> **RECORDS**:
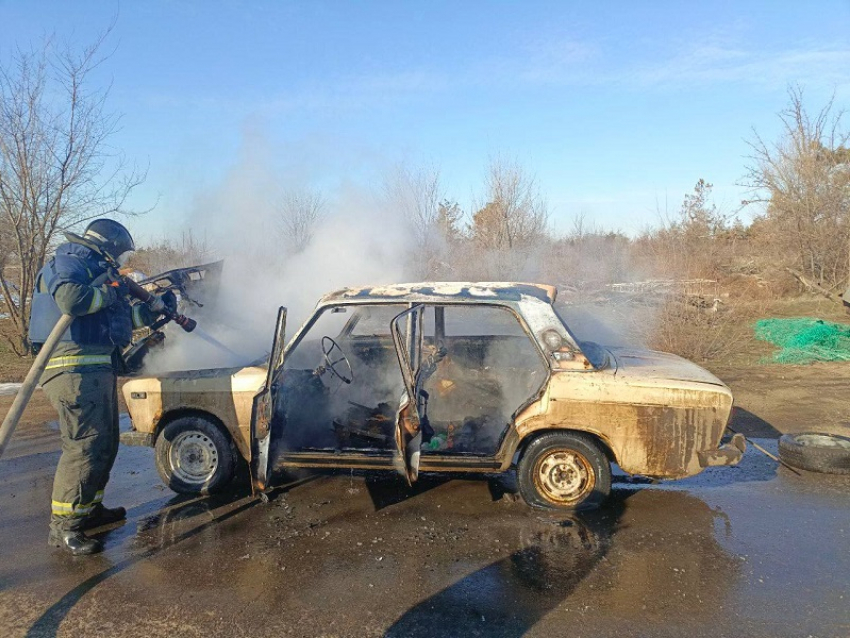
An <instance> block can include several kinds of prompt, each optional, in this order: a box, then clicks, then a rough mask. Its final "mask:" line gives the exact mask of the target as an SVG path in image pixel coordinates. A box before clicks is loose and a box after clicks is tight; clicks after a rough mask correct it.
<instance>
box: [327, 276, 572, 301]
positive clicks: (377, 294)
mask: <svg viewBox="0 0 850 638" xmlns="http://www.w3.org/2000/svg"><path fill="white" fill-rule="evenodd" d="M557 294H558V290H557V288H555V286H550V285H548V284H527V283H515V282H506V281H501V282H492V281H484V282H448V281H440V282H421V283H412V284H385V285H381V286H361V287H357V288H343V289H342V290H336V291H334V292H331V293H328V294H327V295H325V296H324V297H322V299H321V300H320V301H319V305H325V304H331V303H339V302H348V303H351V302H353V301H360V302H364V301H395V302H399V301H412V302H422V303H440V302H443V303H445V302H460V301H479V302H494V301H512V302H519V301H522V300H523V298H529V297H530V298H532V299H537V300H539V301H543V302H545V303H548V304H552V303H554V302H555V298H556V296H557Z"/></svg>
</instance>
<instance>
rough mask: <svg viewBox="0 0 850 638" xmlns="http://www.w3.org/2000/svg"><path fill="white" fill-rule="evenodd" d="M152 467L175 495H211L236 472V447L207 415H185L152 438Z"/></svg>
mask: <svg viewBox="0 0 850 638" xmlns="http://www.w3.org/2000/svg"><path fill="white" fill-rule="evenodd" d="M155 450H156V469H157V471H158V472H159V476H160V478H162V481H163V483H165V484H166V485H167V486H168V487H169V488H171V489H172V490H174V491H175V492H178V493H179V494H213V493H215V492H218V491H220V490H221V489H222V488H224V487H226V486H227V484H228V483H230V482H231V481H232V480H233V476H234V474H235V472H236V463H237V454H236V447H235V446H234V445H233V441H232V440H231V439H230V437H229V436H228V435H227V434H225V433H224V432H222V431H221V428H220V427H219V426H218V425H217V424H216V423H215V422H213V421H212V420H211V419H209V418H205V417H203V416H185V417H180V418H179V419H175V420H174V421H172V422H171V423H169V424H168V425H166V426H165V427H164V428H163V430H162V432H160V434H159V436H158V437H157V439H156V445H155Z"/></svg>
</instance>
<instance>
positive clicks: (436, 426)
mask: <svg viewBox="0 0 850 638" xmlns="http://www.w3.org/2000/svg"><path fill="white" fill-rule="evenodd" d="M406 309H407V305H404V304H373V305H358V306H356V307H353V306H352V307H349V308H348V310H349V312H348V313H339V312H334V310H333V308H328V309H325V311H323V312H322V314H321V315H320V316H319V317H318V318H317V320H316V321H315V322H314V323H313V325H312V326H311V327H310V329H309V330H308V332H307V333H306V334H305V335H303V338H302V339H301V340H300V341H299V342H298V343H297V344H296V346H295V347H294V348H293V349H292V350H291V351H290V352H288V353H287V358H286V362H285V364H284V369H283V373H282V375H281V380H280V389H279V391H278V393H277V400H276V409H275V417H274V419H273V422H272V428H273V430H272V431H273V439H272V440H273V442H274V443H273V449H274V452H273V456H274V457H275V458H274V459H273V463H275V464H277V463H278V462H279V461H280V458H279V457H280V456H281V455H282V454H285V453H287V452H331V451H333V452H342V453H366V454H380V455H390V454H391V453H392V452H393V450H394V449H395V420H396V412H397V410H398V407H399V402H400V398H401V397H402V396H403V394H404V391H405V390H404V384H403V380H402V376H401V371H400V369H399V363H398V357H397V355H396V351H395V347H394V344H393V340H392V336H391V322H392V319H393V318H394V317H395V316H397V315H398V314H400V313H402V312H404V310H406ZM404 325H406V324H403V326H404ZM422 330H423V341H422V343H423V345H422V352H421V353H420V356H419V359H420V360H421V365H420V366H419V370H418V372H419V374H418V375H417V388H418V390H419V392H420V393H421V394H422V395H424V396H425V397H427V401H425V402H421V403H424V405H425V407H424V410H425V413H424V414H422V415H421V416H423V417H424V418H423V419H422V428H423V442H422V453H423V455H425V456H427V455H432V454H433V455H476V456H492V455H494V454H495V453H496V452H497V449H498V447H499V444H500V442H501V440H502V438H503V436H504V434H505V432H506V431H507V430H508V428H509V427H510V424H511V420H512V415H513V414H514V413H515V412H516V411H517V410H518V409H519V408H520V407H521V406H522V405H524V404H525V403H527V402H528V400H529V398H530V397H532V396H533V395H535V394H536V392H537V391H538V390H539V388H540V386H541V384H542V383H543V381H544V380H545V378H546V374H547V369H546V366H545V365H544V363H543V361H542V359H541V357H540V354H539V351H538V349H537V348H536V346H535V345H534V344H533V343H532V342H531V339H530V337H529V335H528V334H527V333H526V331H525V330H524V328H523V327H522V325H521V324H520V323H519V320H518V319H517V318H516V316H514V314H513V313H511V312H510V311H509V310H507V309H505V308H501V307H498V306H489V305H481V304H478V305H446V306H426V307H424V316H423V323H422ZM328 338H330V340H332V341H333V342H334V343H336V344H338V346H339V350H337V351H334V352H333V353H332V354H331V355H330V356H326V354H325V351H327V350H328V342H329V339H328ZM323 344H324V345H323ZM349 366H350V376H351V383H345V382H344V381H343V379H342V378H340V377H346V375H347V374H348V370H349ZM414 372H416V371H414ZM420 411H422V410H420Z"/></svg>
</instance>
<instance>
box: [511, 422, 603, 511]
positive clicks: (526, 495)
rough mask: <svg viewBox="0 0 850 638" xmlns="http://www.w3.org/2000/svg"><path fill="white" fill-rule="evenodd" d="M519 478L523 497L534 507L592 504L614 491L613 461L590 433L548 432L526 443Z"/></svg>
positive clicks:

---

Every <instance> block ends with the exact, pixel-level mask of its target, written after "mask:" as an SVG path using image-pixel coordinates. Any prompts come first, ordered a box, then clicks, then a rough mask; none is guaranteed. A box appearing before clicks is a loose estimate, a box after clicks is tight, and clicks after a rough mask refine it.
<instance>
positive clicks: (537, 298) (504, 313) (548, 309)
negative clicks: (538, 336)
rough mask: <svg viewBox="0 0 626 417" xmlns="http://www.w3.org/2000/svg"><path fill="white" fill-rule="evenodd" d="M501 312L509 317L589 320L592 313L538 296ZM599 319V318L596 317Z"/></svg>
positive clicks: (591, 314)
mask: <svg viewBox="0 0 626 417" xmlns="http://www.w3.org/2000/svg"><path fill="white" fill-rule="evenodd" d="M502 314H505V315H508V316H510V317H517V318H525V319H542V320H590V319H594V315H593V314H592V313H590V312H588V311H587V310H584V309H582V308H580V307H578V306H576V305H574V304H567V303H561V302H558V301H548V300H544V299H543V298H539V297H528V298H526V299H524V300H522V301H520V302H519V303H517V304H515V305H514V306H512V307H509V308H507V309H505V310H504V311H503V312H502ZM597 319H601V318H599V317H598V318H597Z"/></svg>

--

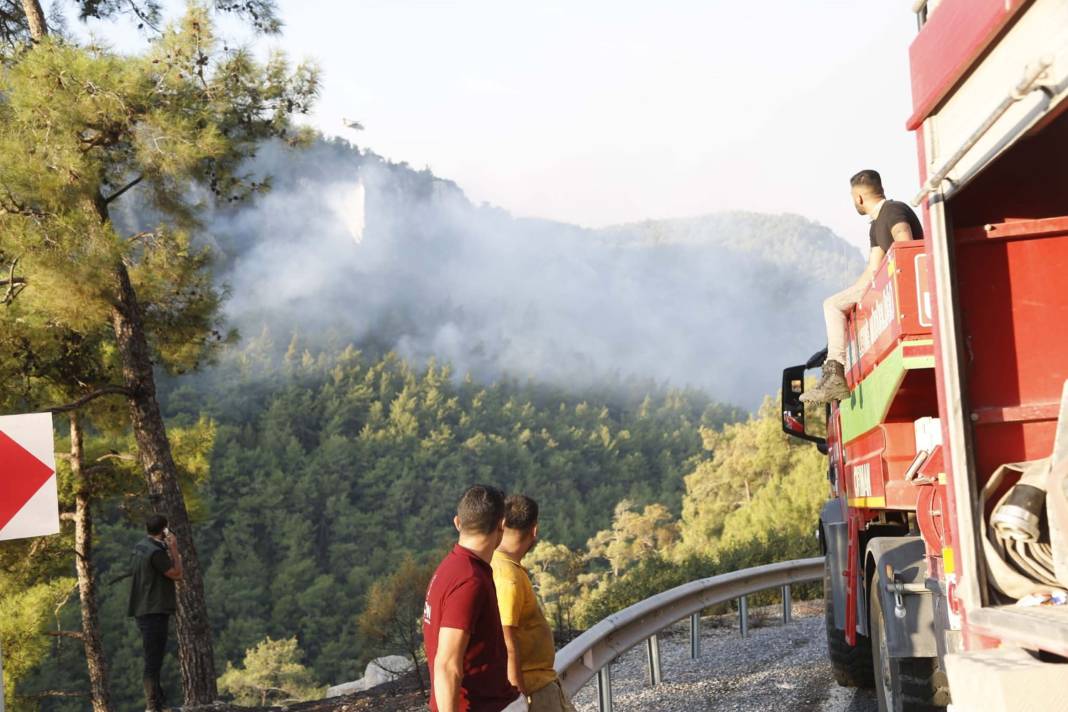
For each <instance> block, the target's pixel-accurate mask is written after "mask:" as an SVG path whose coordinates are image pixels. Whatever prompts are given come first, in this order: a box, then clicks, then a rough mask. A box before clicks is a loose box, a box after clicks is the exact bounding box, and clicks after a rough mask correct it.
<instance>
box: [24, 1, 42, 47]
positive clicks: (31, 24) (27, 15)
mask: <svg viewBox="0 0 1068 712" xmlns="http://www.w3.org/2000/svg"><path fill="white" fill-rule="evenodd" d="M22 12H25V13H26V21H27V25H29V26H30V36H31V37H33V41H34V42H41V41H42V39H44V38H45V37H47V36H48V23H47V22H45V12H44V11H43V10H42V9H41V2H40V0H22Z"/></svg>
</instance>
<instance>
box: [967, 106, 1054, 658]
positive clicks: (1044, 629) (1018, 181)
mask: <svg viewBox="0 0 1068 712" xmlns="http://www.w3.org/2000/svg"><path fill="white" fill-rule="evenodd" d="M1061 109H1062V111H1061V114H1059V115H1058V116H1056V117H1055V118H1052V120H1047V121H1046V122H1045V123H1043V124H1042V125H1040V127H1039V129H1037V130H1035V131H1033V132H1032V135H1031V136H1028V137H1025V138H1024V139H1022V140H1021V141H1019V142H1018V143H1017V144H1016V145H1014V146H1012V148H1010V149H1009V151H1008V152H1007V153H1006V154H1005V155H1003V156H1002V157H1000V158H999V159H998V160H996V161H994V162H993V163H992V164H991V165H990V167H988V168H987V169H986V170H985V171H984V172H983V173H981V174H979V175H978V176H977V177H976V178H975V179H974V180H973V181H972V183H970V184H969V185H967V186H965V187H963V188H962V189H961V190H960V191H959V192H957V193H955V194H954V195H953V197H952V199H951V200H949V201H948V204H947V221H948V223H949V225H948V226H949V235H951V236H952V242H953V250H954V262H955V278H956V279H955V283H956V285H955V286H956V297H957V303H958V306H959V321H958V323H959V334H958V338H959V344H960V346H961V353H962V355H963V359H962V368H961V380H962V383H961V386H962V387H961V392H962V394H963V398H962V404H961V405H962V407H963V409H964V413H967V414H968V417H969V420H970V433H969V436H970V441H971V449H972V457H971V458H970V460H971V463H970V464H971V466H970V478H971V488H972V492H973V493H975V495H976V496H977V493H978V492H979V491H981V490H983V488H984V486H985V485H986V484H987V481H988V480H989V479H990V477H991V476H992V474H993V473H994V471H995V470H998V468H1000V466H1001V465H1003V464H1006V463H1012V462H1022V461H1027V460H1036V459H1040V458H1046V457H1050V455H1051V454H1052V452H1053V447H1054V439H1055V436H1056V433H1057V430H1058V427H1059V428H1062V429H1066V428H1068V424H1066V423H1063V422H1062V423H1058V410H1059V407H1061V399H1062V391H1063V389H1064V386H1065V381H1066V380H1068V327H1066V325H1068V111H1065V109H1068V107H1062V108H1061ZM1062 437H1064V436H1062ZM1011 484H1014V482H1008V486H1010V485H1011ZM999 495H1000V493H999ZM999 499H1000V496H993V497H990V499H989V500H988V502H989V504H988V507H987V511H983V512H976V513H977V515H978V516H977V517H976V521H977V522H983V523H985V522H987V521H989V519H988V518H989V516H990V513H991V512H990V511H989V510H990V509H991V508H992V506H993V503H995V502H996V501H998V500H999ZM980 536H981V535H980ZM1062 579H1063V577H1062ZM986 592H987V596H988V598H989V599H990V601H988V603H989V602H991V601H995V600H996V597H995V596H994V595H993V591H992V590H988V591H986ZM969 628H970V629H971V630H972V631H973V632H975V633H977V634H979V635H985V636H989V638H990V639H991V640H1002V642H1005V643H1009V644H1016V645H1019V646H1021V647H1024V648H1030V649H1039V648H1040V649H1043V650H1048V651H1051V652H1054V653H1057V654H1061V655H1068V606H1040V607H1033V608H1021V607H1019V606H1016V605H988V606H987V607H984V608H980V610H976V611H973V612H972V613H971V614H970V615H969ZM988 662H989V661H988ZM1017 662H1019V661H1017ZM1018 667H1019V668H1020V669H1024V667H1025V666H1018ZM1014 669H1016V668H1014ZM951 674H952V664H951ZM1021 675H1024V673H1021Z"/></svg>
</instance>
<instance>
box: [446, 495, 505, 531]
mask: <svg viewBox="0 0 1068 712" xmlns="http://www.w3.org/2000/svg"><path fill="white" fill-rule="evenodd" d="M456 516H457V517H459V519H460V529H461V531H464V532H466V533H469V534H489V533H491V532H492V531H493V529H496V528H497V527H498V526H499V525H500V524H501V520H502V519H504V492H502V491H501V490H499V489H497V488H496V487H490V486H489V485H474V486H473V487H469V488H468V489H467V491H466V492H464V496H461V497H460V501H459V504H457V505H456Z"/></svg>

> **WORK TASK**: Once you find the line with "An <instance> block" above, print it and every line after it up to and including the line with "box: [327, 276, 572, 301]", exactly as written and nothing else.

> **SOLVED PROBLEM**:
An <instance> block can include several kinds of prompt, each optional, in this order: a box, then clicks, then a rough mask. Its final "mask:" line gives the exact mask of the target as an SVG path in image pixel coordinates. A box before clicks is loose and a box after clicks is tight; clicks after a rough mask correct it.
<instance>
box: [327, 276, 572, 301]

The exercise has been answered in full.